#### What to work on
Copy every line below where the string "instance" is found.

Source data
* * * *

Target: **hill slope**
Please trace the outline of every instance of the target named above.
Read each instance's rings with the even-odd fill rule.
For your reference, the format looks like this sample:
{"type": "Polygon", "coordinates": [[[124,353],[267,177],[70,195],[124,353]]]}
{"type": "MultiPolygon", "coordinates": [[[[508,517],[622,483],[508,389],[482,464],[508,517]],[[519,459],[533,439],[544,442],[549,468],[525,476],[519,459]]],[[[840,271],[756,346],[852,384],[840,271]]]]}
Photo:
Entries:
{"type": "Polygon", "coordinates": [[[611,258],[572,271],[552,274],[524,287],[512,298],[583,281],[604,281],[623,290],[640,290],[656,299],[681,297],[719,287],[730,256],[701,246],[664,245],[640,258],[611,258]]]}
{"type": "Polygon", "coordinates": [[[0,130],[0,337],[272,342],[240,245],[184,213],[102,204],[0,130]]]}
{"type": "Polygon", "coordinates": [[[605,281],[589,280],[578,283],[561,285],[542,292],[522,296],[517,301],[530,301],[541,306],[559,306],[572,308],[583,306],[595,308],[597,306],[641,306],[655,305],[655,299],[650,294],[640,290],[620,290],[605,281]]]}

* * * *

#### Answer to this problem
Please trace the outline of every instance of the target named above.
Read each instance's rings with the even-odd fill rule.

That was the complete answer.